Text segment >>
--------------------------------------------------

# What determines FreeBSD compatibility with a mainboard's chipset/northbridge ?



## lbc (Nov 3, 2012)

I've been wanting to get an parity-checking (ECC) memory-compatible mainboard to get the most out of ZFS's integrity-preserving design [1] for use on a home file server. I started by looking at well-known manufacturer Supermicro. It seems have the choice of several Intel northbridges, and even a couple ones made for AMD CPUs. [2]

Is there a reason to think some of them might work less reliably than others, or that some might show quirky, or plain-unsupported behavior ?

Is it possible to say if one would be on a safer side buying a 3-to-5 year old chipset (expecting better driver support in FreeBSD, but at the cost of performance), or have some recent chipsets better developer attention, that has resulted in those becoming the safer purchase ?


Chipsets themselves aren't mentionned in the Handbook's Hardware Notes ; could it be that they don't pose any driver development challenge of their own, and that compatibility and performance boil down exclusively to supporting the leaf devices attached to a southbridge, (disk controllers, NICs...) ?


[1] http://mail.opensolaris.org/pipermail/zfs-discuss/2012-January/050812.html
[2] These chipsets are:  Intel C602 / C606 (socket R/LGA 2011, Intel X58 Express (socket 1366), Intel 3420 (socket 1156), Intel C214, C204, C202 (socket 1155), AMD SP5100 (Opteron 6000/4000 series), nVidia MCP55 (Opteron 1000 series)


----------



## Sfynx (Nov 5, 2012)

I'm using two Intel 3420 boards of that manufacturer (X8SIL-F, X8SI6-F) without any problems, I think the support of leaf devices is a much greater concern (for instance, the driver for the SAS controller on the X8SI6-F board is only present in the latest FreeBSD 8.* and 9.* releases, and is still being improved upon).
You see with those 'chipset driver' bundles on Windows that they're also really just a collection of SATA, NIC, etc. drivers.

However, I'm not sure how much kernel code actually deals with the chipset itself... things like ECC are generally handled transparently by the CPU memory controller anyway, with some MCE functionality whenever the OS should be notified of some event.


----------

--------------------------------------------------

(Coordinate annotation entries)
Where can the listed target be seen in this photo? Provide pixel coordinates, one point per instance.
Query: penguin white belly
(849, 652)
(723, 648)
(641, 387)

--------------------------------------------------

Exercises >>
**a)** Translate this sentence from the FreeBSD chipset thread into Spanish: "I started by looking at well-known manufacturer Supermicro."
**b)** From the FreeBSD chipset thread, write out everything from "## Sfynx (Nov" down to "being improved upon).".
**c)** Answer these from the FreeBSD chipset thread:
(i) Which manufacturer did lbc start by looking at?
(ii) Which socket is listed for the Intel X58 Express?
(iii) What are the model names of the two Intel 3420 boards Sfynx uses?

Solved tasks >>
**a)** Empecé por mirar al conocido fabricante Supermicro.

**b)**
## Sfynx (Nov 5, 2012)

I'm using two Intel 3420 boards of that manufacturer (X8SIL-F, X8SI6-F) without any problems, I think the support of leaf devices is a much greater concern (for instance, the driver for the SAS controller on the X8SI6-F board is only present in the latest FreeBSD 8.* and 9.* releases, and is still being improved upon).

**c)**
(i) Supermicro
(ii) Socket 1366
(iii) X8SIL-F and X8SI6-F